§ **TESTO FORNITO**
========================================================================

Questo testo compare nel volume Francesco a testa in giù comprendente il testo di Marco Baliani e Felice Cappa e pubblicato da Garzanti insieme alla cassetta dello spettacolo, in vendita dal 24 novembre 2000.

Il percorso che ha portato Marco Baliani a incontrare, in uno spettacolo teatrale anomalo, una figura come quella di san Francesco, che ha già ispirato prima di lui una schiera infinita di artisti, da Giotto giù giù fino a Dario Fo, non è certo casuale. Perché questo incontro ha ragioni che investono – a voler utilizzare categorie che rischiano di apparire desuete – sia la "forma" sia il "contenuto".

La forma è quella della narrazione – un’etichetta che sta rischiando di diventare moda ma che ha condotto in questi anni a risultati di notevole interesse. Su questo terreno Marco Baliani lavora da tempo (da pioniere, verrebbe da dire), con approfondimenti e sperimentazioni radicali. Val forse la pena di ripercorrere in estrema sintesi gli snodi principali di questo percorso di auto-formazione anomalo – e che proprio nella sua anomalia, fuori da scuole e accademie, è invece tipico degli autori-attori della sua generazione.

Agli inizi ci sono gli happening tra il situazionista e l’agit prop all’università di Roma, negli anni dell’impegno politico, intorno al ’77. Poi c’è l’esperienza del teatro per ragazzi, le fiabe da raccontare e da portare in scena per un pubblico di bambini. È proprio operando in questo ambito che Baliani viene invitato a lavorare con un gruppo di bambini "difficili". L’incontro segna una svolta.1

Uno dei problemi centrali era il cosiddetto "calo d’attenzione". I pedagogisti che li seguivano dicevano: "Sono bambini che non riescono a concentrarsi su una cosa, anche la più bella del mondo, per più di sette minuti".

A questi bambini, Marco inizia a raccontare la fiaba più nota, quella di Biancaneve: dopo qualche minuto s’accorge che non lo segue più nessuno.

========================================================================

Elementi di etichettatura per segmentazione
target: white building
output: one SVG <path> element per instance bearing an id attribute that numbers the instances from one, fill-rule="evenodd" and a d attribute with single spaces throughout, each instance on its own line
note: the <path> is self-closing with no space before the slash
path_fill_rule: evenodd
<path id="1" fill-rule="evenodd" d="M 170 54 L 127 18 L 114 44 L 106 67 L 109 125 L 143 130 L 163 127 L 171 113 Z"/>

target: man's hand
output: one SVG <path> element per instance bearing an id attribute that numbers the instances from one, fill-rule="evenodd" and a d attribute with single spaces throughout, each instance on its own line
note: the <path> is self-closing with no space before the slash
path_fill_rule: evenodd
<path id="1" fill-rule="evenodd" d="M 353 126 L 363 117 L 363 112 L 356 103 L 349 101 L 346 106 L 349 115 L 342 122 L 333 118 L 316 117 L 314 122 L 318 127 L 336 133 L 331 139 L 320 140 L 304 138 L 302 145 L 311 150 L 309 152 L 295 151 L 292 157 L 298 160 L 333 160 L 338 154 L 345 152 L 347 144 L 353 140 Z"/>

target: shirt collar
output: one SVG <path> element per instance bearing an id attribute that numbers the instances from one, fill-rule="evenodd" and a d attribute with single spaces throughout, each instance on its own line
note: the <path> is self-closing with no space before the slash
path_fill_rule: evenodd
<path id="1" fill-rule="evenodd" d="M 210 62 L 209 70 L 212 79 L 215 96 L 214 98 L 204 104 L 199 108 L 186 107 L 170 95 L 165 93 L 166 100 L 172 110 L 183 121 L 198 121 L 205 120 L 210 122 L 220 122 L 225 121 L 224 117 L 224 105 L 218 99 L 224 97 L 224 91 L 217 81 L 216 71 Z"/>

========================================================================

§ **REQUISITI DEL COMPITO**
[a] Aggiorna le righe di segmentazione dalla prima fino a quella che contiene "170 54 L 127". Sostituisci "white building" con "gray building" e lascia invariato tutto il resto.
[b] Prosegui il testo sul percorso teatrale di Marco Baliani dal punto in cui si interrompe.

§ **RISPOSTE PER COMPITO**
[a]
target: gray building
output: one SVG <path> element per instance bearing an id attribute that numbers the instances from one, fill-rule="evenodd" and a d attribute with single spaces throughout, each instance on its own line
note: the <path> is self-closing with no space before the slash
path_fill_rule: evenodd
<path id="1" fill-rule="evenodd" d="M 170 54 L 127 18 L 114 44 L 106 67 L 109 125 L 143 130 L 163 127 L 171 113 Z"/>

[b]
A un certo punto vedevo che era inutile continuare. Ma tutte le volte che capitava, in qualche modo non era colpa loro, perché capivo dove avevo sbagliato: poteva essere un problema di ritmo, una pausa, magari m’ero come assentato, avevo guardato da un’altra parte... Lì ho cominciato a lavorare sul racconto... Anche se, risalendo all’indietro, già negli anni Settanta in molte iniziative di animazione, nei parchi, io raccontavo delle storie, anche se non avevo mai elaborato una pratica. L’ho cominciata lì, e questo laboratorio è durato quasi sei mesi: dunque è stato un lavoro "scientifico", nel senso che avevo la possibilità ogni giorno di fare delle verifiche. Era una situazione molto libera dal punto di vista istituzionale, perché non avevamo il compito di educare questi bambini: si trattava semplicemente di vedere che cosa accadeva tra il portatore di un’esperienza e loro. Finita questa esperienza, ho cominciato ad applicare le poche cose che avevo capito ad altri, in stages per attori, per giovani che uscivano dalle scuole di teatro, per giovani studenti, per insegnanti...

Inizia anche a lavorare a un suo spettacolo, costruito secondo regole rigidissime: un celebre racconto di Kleist, Michael Kohlhaas. Nello spazio vuoto, alla luce di un faretto, il pubblico sistemato tutt’intorno, l’attore-narratore, vestito di nero, resta su una sedia per l’intera durata dello spettacolo: più di un’ora a raccontare questa vicenda che ruota intorno alla giustizia negata. Non esiste scenografia, la libertà di movimento nello spazio è annullata, resta solo la possibilità di modulare i gesti e la voce: una forma di disciplina durissima, dentro la quale inventare spazi di libertà. "La sedia", spiega Baliani, "l’avevo scoperta come un limite, un ostacolo che mi davo".

Porterà in giro Kohlhaas per anni, per centinaia di repliche. È un esercizio estremo e formidabile, che gli permette di affinare gli aspetti tecnici della narrazione: perché anche questa forma di comunicazione ed espressione ha le sue regole e la sua retorica. Solo per fare un esempio, è lavorando con il puparo Mimmo Cuticchio, che Baliani capisce "come dare il ritmo col respiro e col battito del piede".

Ben presto accanto alla pratica scenica s’impone una riflessione sulle implicazioni teoriche di questa ricerca, per risalire alle radici della narratività. È un viaggio che porta all’indietro, molto all’indietro, in strati profondi della nostra umanità.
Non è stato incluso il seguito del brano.